SELECTED TEXT start
[SRILM User List] Question about SRILM and sentence boundary detection

Andreas Stolcke stolcke at icsi.berkeley.edu
Thu Feb 2 16:53:07 PST 2012


On 2/2/2012 8:29 AM, L. Amber Wilcox-O'Hearn wrote:
> (Sorry Andreas, I meant to reply to the list):
>
> Georgi,
>
> I'm not sure if SRILM has something that does that -- i.e. holds the
> whole LM in RAM and waits for queries.  You might need something like
> that as opposed to using a whole file, if you want just the
> probabilities of the last word with respect to the previous, and you
> want to compare different last words depending on results of previous
> calculations, for example.
Two SRILM solutions:

1- Start ngram -lm LM -escape "===" -counts - (read from stdin) and put 
an escape line (in this case, starting with "===") after every ngram in 
the input (make sure the ngram words are followed my a count "1").
This will cause ngram to dump out the conditional prob for the ngram 
right away (instead of waiting for end-of-file).

2. Directly access the network LM server protocol implemented by ngram 
-server-port.
Start the server with
         % ngram -lm LM -server-port 8888
then write ngrams to that TCP port and read back the log probs:

     % telnet localhost 8888
my first word << input
-4.6499 >> output

Of course you would do the equivalent of telnet in perl, python, C,  or 
some other language to make use of the probabilities.

Andreas




>
> I have a little C/Python tool I wrote for exactly this purpose.  It's
> at https://github.com/lamber/BackOffTrigramModel
>
> It's very specific to my work at the time.  So for example, it works
> for only exactly trigrams, and it assumes you are using<unk>.  It
> performs all the back-off calculations for unseen trigrams.  But it
> looks like you have the same use case, so it might be useful for you.
>
> It's not much documented, but the unit tests show how it works.
>
> Amber
> --
> http://scholar.google.com/citations?user=15gGywMAAAAJ
>
> On Wed, Feb 1, 2012 at 1:44 PM, Andreas Stolcke
> <stolcke at icsi.berkeley.edu>  wrote:
>> Georgi,
>>
>> You can get the conditional probabilities for arbitrary sets of ngrams using
>>
>>      ngram -counts FILE
>>
>> Andreas
>>
>>
>> On 2/1/2012 11:37 AM, Dzhambazov, Georgi wrote:
>>
>> Dear Mr. Stolcke,
>>
>> I am trying to do sentence boundary segmentation. I have an n-gram language
>> model and for modelling it I use the SRILM toolkit. Thanks for the nice
>> tool!
SELECTED TEXT end
TASK INPUT start
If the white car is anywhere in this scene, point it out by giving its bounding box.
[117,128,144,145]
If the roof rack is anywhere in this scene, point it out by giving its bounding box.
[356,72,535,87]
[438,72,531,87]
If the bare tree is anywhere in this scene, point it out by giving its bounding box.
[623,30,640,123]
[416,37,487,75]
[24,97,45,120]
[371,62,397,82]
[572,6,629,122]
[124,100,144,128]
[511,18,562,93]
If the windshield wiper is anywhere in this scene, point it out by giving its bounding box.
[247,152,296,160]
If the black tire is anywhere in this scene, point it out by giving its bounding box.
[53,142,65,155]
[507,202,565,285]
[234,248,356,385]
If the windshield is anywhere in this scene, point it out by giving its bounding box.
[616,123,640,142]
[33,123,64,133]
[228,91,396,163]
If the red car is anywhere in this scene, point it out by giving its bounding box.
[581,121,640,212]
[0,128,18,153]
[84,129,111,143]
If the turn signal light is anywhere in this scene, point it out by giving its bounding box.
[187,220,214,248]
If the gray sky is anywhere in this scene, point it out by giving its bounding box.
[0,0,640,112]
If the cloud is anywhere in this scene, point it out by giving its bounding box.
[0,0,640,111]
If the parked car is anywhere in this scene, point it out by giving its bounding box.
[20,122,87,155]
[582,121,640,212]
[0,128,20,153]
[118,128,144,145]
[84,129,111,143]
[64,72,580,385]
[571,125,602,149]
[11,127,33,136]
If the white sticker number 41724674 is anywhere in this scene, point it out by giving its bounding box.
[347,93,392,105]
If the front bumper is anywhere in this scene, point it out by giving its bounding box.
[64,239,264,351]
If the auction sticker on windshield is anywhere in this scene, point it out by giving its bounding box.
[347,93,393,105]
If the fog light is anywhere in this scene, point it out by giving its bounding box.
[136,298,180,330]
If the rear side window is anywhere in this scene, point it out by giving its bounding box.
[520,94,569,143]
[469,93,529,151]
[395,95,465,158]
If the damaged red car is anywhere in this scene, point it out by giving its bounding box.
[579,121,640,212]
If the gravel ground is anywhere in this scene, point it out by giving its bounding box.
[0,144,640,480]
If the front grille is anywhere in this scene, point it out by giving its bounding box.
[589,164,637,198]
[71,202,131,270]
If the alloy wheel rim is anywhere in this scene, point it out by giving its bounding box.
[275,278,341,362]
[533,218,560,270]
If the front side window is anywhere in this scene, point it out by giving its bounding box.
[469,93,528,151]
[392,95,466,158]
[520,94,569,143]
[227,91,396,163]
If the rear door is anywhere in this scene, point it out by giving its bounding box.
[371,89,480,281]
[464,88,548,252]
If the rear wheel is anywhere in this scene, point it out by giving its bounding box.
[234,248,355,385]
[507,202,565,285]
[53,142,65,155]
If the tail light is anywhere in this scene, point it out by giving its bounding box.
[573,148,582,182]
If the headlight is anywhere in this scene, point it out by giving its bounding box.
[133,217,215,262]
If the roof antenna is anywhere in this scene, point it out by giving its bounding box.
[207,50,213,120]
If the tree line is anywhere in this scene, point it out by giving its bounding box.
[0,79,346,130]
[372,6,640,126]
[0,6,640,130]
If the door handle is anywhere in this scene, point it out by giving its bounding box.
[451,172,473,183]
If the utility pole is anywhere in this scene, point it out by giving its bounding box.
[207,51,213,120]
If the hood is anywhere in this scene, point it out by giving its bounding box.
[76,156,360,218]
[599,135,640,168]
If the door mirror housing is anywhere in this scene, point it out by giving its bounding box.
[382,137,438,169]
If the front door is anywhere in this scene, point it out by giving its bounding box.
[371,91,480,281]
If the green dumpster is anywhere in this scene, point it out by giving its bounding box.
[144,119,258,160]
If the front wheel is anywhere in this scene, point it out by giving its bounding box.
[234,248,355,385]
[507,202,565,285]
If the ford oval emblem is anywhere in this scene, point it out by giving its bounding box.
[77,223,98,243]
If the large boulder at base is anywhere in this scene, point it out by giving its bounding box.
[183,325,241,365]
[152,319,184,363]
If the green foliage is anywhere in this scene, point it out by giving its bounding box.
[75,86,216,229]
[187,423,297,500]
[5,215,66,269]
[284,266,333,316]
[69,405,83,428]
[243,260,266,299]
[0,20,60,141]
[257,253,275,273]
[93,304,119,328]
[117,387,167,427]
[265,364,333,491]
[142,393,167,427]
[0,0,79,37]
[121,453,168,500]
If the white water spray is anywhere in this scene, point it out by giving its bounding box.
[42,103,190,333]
TASK INPUT end
* _CHALLENGES_:
A - In the listing, rewrite the lines from its first line through the one containing "[438,72,531,87]", inclusive, replacing "roof rack" with "luggage rack" and keeping everything else as it is.
B - Continue the SRILM mailing-list thread from its final sentence.
The SRILM thread and the listing come from separate, unrelated sources.

* _OUTPUTS BY TASK_:
A -
If the white car is anywhere in this scene, point it out by giving its bounding box.
[117,128,144,145]
If the luggage rack is anywhere in this scene, point it out by giving its bounding box.
[356,72,535,87]
[438,72,531,87]

B -
>>
>> I have the following problem.
>>
>> I implement the forward-backward algortithm on my own. So I need to combine
>> the n-grams of your "hidden event model" with the prosodic model.
>> Therefore, I need to get the probabilities of the individual n-grams (in my
>> case 3-grams).
>>
>> For example for the word sequence
>> wordt_2 wordt_1 wordt wordt+1 wordt+2
>>
>> i need
>> P(<s>  , wordt | wordt_2 wordt_1)
>> P(wordt | wordt_2 wordt_1)
>> P(wordt+1 | wordt_1 wordt)
>> ... and so on
>> all possible combinations with and without<s>  before each word.
>>
>>
>> What I do to get one of these is to use the following SRILM command:
>>
>> # create text for case *wordt_2 wordt_1<s>  wordt*
>>> echo "$wordt_2 $wordt_1
>>> $wordt">  testtext2;
>>> ngram -lm $LM_URI -order $order -ppl testtext2 -debug 2 -unk>/tmp/output;
>> and then read the corresponding line from the output that I need (e.g. line
>> 3 )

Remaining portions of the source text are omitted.